» What to do: Reproduce the closing part of the entries exactly: the line with "TARGET = white window frame" and all lines after it, ending with the last line, and nothing else.

[begin Records for the task]

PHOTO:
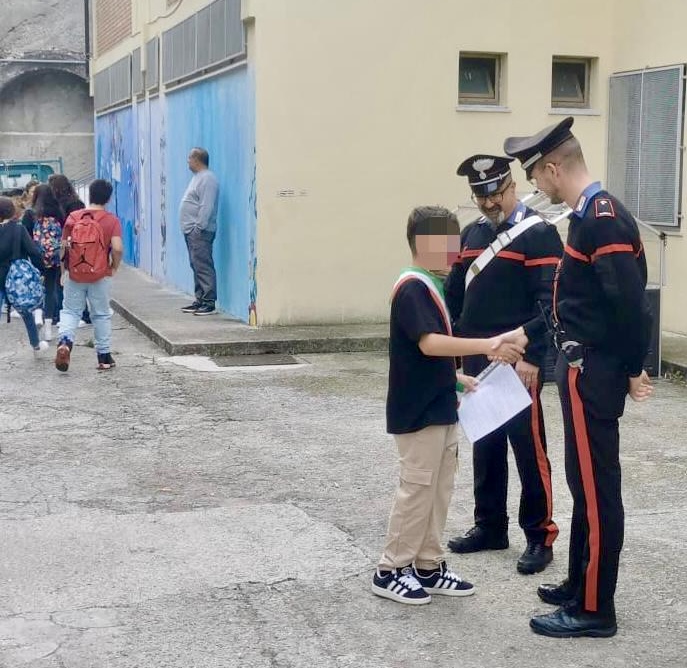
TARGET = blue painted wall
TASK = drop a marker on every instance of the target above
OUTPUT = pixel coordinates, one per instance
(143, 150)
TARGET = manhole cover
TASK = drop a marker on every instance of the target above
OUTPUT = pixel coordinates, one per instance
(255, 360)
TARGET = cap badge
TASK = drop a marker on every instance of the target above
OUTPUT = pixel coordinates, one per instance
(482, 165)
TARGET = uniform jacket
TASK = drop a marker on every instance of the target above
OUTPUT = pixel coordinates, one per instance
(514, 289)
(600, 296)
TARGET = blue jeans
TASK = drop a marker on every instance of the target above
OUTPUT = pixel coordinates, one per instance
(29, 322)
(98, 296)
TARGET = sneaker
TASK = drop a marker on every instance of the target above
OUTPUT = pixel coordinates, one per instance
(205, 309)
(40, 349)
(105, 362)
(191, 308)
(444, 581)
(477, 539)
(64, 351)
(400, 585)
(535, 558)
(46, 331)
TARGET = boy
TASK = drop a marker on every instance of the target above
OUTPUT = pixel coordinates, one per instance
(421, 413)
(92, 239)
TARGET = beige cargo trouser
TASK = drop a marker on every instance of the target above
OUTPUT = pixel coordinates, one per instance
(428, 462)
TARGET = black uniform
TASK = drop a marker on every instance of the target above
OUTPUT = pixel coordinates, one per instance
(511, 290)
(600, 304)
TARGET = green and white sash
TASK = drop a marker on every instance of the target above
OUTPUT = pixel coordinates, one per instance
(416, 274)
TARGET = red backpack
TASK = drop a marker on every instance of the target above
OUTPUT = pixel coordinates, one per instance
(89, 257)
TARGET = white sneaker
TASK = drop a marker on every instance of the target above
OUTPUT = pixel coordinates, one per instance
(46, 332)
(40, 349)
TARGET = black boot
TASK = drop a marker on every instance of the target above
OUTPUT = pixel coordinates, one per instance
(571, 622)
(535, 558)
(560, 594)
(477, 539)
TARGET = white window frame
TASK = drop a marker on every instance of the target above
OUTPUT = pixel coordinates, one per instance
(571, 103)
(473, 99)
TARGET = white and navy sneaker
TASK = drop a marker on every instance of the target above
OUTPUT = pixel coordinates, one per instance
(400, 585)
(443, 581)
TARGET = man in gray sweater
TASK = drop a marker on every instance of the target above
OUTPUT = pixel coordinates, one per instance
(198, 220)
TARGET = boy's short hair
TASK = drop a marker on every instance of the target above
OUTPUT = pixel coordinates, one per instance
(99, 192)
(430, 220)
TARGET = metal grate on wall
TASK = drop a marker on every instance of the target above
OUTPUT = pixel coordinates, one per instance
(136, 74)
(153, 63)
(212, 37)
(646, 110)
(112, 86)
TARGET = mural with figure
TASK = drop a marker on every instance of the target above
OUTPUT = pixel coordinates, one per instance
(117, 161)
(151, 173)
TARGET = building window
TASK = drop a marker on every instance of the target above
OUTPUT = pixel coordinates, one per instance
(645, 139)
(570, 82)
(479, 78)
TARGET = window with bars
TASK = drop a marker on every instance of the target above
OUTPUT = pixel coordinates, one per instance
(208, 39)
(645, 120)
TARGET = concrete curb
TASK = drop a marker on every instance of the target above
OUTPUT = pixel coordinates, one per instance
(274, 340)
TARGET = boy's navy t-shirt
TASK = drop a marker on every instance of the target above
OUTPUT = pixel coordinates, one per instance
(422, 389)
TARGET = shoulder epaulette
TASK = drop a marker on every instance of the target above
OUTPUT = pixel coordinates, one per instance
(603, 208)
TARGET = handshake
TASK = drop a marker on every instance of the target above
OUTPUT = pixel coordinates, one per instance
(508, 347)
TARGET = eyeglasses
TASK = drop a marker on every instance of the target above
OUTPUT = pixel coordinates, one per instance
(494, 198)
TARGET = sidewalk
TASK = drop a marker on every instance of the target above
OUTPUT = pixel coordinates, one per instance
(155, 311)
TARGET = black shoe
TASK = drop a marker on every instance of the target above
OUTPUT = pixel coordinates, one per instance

[end Records for the task]

» Answer to this exercise:
TARGET = white window frame
TASK = drop a marker on every instance of the target above
OUTPUT = pixel coordinates, one per instance
(571, 103)
(473, 99)
TARGET = white and navy sneaker
TASK = drop a marker on every instance of the target above
OUTPUT = pixel coordinates, one per instance
(400, 585)
(443, 581)
TARGET = man in gray sweater
TASK = drop a marker on every instance of the target above
OUTPUT = pixel coordinates, one per instance
(198, 220)
TARGET = boy's short hair
TASK = drop a marker on every instance of the target above
OUTPUT = pixel coordinates, one per instance
(99, 192)
(430, 220)
TARGET = metal grate on wall
TASK = drop a marker on every instance of the target above
OUTPUT = pixel coordinates, one per instance
(136, 74)
(153, 63)
(212, 37)
(646, 110)
(112, 86)
TARGET = mural with figure
TASK = drop a marker on every instance of the target above
OUTPUT = pixel coordinates, one per instance
(117, 161)
(151, 173)
TARGET = building window
TASK = drop a marker on every instance of the target above
OUTPUT = pixel coordinates, one per instance
(645, 139)
(570, 82)
(479, 78)
TARGET = window with bars
TASK = drop a marker on every instance of the target above
OUTPUT = pixel coordinates, one per instance
(208, 39)
(645, 120)
TARGET = concrete curb
TASK = drop a marker on every instance of the target above
OUTPUT = pixel coordinates, one per instance
(274, 340)
TARGET = boy's navy t-shirt
TASK = drop a marker on every instance of the target above
OUTPUT = pixel coordinates, one per instance
(422, 389)
TARGET = shoulder epaulette
TASK = drop a marker on every instance of the target above
OUTPUT = pixel coordinates, one per instance
(603, 208)
TARGET = handshake
TASK = drop a marker on every instance of the target above
OUTPUT = pixel coordinates, one per instance
(508, 347)
TARGET = eyeglasses
TASK = drop a marker on every instance of the target above
OUTPUT = pixel coordinates, one per instance
(494, 198)
TARGET = sidewalk
TASK = drop a marker on every instance of the target above
OUTPUT = pixel coordinates, one per instance
(155, 311)
TARGET = black shoe
TASK = drop a marker on every instance of the target above
OUTPUT = pixel coordinates, one per instance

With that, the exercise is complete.